問題: イブン・ルシュドを解説した引用文を、最後の文のあとから書き継いでください。

引用文:
**********
日本大百科全書(ニッポニカ) 「イブン・ルシュド」の意味・わかりやすい解説
イブン・ルシュド
いぶんるしゅど
Abū al-Walīd Muammad ibn Amad ibn Rushd
(1126―1198)
イスラム哲学者、医学者。ラテン名はアベロエスAverroës。スペインのコルドバに生まれる。法学、哲学、医学を学び、1182年ムワッヒド朝カリフの宮廷医師、さらにコルドバのカーディー(裁判官)となって活躍したが、ヤークーブ・アルマンスールがカリフになると、しだいに宮廷内で力を失い郊外に隠棲(いんせい)した。晩年はふたたび宮廷に仕え、マラケシュで没した。著作の多くは13世紀にラテン語訳され、中世ヨーロッパ思想に絶大な影響を与えた。彼はイスラム世界に伝わるアリストテレスの思想の文献学的研究を哲学的出発点にしている。イスラム世界に伝わるアリストテレス思想には、新プラトン派的要素が多く混入しているので、文献批判を通じアリストテレス思想の原像に迫ろうとした。しかしながら、イブン・ルシュドによって再現されたアリストテレス思想にも、なお新プラトン派の影が濃く残っている。
**********
提供データ:
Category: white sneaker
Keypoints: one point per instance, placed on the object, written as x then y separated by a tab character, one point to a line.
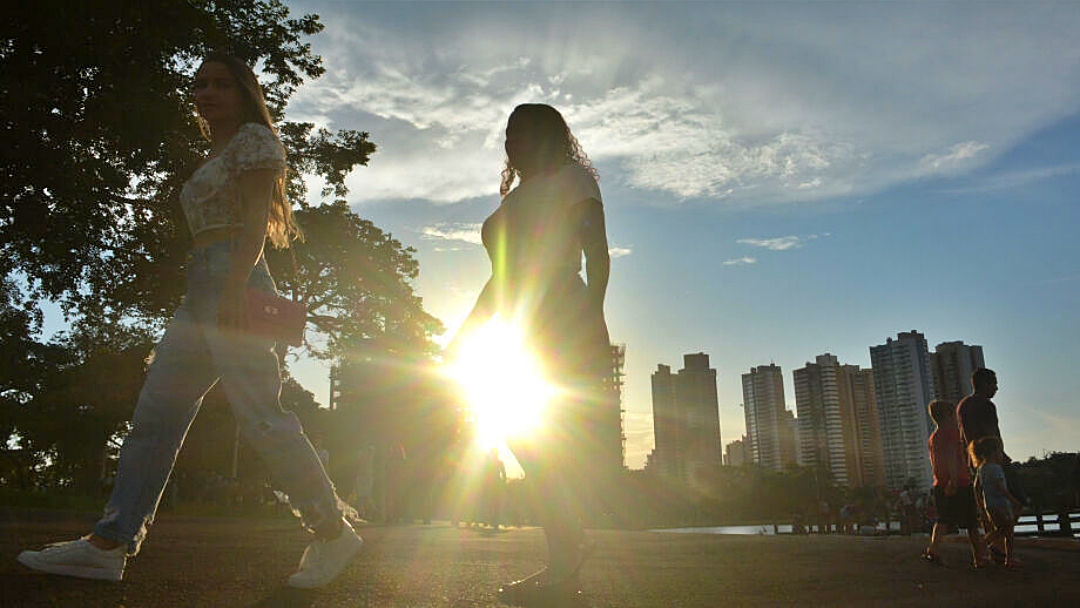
**********
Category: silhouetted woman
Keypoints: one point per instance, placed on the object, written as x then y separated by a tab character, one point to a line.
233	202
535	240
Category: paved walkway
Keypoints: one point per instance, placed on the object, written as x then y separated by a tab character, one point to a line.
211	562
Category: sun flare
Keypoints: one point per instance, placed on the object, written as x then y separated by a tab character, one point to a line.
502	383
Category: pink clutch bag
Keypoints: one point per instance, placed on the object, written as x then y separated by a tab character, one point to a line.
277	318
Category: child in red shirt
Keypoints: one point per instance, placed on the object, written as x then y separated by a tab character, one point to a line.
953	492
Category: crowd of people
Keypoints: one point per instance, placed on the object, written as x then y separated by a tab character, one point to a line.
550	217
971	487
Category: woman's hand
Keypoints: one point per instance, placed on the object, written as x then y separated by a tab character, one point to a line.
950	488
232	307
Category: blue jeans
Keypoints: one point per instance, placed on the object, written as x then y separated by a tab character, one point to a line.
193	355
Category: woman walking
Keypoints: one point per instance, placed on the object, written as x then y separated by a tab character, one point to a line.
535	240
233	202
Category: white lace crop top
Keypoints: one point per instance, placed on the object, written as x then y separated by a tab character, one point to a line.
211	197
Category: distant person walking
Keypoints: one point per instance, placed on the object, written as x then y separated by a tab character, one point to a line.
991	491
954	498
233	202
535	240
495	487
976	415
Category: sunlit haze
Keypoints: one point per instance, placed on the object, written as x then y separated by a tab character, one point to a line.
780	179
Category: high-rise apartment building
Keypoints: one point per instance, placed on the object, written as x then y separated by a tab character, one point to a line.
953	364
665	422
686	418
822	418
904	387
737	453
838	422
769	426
**********
解答:
アリストテレスの方法に準じ、質料、形相論を基に哲学を築いている。彼における質料とは形相をその内に潜勢態(せんせいたい)として含み永遠的とされる。したがって、イスラム神学者の主張する世界の無からの創造説とは逆に、世界は第一者たる神の流出の結果として永遠的とされる。流出の過程は、神から第一知性が発出し、第一知性からはさらに下位の知性が発出し、かかる発出が順次行われ、最後に質料的知性が個々の人間に出現するとされる。それゆえ神は個物を直接認知しえないとする。他方、質料的知性は個人の発育と努力に応じて上位の能動知性の域にまで到達しうると考える。能動知性の域に達した人間知性は、肉体の死とともに能動知性そのものと合体し永遠に存在すると主張している。他方、生きながら能動知性の域に達した人間として優れた哲学者や預言者をあげている。預言者は真理を日常的表現で説き、哲学者はそのことばのなかに真理をみいだすとする。これが西欧中世のラテン・アベロイストの二重真理説の源となった。
[松本耿郎]
彼の医学上の功績に、1162年以前著述の『医学汎典(はんてん)』Kitāb al-kullīyāt fī-l-ibb(ラテン名『コリゲット』Colliget)という概論書がある。そこでは貴重な観察として初めて網膜の機能を正しく理解しているし、天然痘にかかれば免疫になることも認めていた。